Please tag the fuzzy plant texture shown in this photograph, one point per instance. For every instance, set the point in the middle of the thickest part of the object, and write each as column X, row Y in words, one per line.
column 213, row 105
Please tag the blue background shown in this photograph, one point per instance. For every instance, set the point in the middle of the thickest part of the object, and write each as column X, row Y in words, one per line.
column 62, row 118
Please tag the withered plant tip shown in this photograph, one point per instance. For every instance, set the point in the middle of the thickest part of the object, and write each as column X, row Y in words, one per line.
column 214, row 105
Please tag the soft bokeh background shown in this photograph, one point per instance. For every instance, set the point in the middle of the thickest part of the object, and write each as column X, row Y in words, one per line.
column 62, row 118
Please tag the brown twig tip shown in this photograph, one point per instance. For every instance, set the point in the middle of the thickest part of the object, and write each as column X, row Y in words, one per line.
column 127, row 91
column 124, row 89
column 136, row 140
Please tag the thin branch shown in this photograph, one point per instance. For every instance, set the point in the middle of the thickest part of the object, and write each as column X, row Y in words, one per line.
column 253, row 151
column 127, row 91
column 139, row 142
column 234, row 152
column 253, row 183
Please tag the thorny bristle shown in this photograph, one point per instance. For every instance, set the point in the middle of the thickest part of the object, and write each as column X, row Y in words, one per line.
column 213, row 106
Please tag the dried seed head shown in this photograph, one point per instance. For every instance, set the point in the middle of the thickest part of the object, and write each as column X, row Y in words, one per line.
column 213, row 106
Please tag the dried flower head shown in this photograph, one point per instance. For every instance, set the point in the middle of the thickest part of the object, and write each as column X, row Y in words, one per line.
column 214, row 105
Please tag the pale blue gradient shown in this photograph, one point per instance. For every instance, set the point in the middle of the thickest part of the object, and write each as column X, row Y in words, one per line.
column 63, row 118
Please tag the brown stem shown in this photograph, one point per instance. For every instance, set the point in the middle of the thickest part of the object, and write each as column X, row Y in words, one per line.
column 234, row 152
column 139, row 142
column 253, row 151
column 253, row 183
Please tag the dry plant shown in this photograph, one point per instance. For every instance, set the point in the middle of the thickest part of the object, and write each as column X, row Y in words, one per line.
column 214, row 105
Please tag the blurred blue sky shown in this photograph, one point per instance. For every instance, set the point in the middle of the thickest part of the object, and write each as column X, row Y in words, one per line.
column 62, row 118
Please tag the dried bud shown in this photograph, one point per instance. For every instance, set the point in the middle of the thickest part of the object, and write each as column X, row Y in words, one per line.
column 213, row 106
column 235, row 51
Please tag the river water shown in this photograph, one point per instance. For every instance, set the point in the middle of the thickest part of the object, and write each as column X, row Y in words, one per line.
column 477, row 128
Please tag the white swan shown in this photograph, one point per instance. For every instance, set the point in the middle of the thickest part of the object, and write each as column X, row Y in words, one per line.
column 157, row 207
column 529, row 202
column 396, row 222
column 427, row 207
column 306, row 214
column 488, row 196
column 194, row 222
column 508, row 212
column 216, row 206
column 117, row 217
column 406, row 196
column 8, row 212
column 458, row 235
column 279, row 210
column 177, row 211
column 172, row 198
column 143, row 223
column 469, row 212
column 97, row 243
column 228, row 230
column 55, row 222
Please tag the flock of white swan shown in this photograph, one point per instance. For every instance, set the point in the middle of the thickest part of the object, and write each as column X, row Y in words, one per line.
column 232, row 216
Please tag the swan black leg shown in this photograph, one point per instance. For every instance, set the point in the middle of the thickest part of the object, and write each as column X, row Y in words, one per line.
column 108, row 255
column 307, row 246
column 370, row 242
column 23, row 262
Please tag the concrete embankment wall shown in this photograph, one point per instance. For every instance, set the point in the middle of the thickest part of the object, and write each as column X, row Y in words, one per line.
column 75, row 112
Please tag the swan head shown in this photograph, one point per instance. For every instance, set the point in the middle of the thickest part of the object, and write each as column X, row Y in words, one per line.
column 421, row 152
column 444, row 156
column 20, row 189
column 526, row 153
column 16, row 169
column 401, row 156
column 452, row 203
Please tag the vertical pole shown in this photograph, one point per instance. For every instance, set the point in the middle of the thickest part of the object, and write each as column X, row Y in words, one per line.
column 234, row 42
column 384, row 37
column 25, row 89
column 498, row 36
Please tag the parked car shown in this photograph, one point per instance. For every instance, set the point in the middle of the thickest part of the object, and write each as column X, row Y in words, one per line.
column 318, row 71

________________________________________

### Aim of the task
Copy out the lines above word for word, starting at the line with "Please tag the concrete" and continuing up to and including the line with "column 75, row 112".

### Final answer
Please tag the concrete embankment wall shown in this photograph, one point per instance. For every instance, set the point in the middle of the thickest part of the object, and write each as column X, row Y in words, one per line.
column 75, row 112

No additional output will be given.